Exercise details: Scan the entries for lines with the word "path" and copy those lines.

Excerpts from a dataset:
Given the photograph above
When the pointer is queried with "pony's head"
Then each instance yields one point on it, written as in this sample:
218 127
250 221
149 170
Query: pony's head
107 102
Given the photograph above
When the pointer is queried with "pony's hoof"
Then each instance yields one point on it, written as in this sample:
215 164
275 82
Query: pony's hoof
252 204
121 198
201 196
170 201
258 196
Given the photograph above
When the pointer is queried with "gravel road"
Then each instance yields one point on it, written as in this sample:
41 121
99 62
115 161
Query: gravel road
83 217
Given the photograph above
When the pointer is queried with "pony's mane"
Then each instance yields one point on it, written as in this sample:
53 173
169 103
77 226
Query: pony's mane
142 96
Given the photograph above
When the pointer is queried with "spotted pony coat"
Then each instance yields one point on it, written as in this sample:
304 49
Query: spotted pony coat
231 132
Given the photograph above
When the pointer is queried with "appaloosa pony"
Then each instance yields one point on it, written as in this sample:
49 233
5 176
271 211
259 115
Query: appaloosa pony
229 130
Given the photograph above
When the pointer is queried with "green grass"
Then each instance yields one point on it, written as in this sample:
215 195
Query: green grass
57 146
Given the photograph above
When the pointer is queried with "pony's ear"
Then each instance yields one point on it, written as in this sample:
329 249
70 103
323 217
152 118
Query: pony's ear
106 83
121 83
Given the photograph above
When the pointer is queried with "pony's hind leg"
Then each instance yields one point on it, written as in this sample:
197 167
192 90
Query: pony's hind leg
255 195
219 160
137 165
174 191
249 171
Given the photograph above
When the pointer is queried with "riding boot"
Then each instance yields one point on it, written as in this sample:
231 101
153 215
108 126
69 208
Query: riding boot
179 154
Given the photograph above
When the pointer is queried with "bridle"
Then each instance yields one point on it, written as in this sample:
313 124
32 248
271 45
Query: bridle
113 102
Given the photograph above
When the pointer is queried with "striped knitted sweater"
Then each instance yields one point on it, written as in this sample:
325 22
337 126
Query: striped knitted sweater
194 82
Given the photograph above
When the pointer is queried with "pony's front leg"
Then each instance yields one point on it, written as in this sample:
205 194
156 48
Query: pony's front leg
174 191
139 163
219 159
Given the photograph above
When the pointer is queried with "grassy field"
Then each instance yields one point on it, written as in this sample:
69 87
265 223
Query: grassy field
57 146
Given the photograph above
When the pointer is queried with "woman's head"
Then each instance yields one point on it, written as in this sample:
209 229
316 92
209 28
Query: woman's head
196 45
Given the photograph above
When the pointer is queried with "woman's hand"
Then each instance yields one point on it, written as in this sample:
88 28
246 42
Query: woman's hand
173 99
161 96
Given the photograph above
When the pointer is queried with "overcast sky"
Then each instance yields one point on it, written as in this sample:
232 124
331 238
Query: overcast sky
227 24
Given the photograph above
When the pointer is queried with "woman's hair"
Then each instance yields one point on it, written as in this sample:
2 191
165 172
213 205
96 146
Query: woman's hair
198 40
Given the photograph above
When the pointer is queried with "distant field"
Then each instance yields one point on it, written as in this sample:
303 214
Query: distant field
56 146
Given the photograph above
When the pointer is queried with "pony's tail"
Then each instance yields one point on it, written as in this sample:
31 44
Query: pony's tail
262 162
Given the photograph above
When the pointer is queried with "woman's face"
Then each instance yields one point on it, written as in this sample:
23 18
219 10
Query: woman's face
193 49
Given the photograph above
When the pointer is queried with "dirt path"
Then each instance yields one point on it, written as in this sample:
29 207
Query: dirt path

Answer below:
When the pointer is queried with "dirt path"
Query: dirt path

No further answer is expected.